» **Supplied data**:
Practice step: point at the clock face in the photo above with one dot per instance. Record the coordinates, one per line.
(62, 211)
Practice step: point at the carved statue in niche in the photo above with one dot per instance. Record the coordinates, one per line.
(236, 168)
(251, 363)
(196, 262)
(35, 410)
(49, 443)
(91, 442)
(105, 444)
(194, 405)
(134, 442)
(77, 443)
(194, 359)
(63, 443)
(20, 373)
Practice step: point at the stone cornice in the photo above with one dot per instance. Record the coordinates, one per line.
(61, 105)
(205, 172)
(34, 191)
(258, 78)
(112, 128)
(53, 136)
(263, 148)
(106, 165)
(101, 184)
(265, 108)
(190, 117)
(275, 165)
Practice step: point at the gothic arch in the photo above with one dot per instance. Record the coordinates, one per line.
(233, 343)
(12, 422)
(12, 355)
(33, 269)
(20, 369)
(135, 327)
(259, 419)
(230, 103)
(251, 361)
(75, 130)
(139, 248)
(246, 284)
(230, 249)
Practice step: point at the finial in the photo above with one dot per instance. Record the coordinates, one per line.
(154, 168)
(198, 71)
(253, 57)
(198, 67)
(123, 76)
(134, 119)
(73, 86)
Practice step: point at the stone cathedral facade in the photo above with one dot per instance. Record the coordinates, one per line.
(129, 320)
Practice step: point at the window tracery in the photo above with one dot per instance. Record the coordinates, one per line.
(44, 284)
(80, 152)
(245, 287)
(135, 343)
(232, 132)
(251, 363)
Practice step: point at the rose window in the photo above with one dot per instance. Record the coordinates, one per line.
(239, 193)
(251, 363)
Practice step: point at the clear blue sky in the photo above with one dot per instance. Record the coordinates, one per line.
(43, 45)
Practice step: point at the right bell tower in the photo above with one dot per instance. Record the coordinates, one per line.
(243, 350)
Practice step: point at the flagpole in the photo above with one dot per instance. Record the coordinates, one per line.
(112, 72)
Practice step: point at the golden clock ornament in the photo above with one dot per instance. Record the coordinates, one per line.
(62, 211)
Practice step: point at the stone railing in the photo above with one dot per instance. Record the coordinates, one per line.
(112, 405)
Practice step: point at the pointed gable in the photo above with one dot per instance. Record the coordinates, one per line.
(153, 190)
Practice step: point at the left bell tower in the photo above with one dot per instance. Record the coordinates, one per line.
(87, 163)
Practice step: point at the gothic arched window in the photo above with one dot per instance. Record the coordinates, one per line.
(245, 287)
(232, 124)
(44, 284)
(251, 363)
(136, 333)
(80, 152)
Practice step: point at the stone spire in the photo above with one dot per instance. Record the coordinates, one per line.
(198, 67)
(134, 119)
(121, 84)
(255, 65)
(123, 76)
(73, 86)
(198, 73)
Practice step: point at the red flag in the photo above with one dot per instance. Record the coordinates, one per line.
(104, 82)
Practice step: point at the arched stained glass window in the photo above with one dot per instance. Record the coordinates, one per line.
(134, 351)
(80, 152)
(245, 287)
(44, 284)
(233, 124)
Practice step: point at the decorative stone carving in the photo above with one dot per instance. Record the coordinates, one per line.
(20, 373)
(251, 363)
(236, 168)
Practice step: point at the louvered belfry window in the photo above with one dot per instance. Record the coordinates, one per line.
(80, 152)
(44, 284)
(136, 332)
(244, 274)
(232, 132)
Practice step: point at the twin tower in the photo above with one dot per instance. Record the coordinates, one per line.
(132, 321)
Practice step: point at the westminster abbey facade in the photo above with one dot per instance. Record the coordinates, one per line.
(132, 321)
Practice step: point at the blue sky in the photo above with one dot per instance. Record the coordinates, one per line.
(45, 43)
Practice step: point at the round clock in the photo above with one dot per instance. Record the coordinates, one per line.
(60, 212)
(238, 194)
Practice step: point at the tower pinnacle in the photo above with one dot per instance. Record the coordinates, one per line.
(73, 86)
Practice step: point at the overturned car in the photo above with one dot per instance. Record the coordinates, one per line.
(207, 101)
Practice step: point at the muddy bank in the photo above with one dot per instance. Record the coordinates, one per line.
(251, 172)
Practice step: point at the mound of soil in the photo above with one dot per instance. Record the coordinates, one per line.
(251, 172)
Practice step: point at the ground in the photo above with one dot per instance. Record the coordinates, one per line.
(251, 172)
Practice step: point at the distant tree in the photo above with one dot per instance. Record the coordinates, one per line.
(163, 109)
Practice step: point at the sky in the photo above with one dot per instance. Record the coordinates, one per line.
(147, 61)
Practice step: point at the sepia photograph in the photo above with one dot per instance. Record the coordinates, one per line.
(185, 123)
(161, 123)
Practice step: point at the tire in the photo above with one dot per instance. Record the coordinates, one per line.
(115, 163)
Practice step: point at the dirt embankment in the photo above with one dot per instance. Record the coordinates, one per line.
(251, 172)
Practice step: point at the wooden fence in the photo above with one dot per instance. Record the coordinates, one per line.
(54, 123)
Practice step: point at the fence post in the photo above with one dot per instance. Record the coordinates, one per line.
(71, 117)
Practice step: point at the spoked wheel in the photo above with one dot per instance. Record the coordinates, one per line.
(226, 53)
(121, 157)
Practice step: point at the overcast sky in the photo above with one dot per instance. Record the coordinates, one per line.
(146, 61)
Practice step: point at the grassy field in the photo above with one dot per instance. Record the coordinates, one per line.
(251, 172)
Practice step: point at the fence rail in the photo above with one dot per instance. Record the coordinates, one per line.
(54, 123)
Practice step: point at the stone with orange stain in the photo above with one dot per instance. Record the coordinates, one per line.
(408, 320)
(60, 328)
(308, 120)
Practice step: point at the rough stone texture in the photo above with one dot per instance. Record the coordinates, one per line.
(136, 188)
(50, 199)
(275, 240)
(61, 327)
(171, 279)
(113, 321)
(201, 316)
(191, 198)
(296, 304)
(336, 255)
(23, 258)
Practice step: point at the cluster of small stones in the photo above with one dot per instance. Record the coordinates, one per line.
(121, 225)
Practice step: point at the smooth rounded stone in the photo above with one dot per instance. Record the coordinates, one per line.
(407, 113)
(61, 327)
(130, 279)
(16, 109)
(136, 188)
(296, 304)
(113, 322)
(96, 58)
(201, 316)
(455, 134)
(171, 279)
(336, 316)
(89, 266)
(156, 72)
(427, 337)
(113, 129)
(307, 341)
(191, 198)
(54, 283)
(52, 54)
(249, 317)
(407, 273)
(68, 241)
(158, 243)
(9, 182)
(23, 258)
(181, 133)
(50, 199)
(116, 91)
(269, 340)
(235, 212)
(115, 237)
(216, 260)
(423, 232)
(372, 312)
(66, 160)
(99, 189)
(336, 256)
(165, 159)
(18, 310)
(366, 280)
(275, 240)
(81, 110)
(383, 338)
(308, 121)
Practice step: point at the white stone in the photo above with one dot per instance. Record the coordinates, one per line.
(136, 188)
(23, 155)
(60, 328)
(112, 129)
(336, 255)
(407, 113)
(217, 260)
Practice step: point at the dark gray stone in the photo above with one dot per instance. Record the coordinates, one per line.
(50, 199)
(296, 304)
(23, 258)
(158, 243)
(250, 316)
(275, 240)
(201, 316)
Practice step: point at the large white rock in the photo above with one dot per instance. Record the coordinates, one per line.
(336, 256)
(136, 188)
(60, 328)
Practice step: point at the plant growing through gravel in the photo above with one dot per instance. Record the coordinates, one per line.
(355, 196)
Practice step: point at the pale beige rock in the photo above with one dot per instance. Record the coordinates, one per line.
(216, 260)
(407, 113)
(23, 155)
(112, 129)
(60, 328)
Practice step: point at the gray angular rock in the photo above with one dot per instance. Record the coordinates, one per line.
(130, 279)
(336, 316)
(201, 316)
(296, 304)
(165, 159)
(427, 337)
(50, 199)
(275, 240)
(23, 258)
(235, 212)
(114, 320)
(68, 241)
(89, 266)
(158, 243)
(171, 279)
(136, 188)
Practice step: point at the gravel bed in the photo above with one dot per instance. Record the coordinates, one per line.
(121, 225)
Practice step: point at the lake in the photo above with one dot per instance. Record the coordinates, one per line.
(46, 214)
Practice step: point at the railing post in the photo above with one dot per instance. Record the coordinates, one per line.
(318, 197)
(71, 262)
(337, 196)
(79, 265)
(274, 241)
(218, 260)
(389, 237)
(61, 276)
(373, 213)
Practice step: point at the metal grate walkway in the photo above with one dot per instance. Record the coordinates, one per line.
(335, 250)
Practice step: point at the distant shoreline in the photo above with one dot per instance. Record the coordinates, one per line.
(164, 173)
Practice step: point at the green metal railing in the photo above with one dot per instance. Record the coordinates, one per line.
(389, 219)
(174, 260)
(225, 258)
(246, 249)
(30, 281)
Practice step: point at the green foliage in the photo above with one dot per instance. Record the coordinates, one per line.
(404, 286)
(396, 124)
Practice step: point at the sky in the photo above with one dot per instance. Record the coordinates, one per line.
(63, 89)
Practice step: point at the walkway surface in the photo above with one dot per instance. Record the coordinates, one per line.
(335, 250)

» **Problem to solve**:
Transcribe, word for word, every line from the one containing "Practice step: point at the green metal" through the final line of the entries, and nothing else.

» **Finished exercise**:
Practice step: point at the green metal railing in the photo above with one dot per instance. Record the coordinates, one per line.
(389, 219)
(174, 260)
(225, 258)
(246, 249)
(30, 281)
Practice step: point at the green foliage in the photo above with one dot per instance. Record the coordinates, one per line.
(404, 286)
(396, 124)
Practice step: point at the sky in the photo above with one dot per instance. Record the coordinates, one per line.
(63, 89)
Practice step: point at the walkway surface in the photo above with one dot per instance. Record the coordinates, one per line.
(335, 250)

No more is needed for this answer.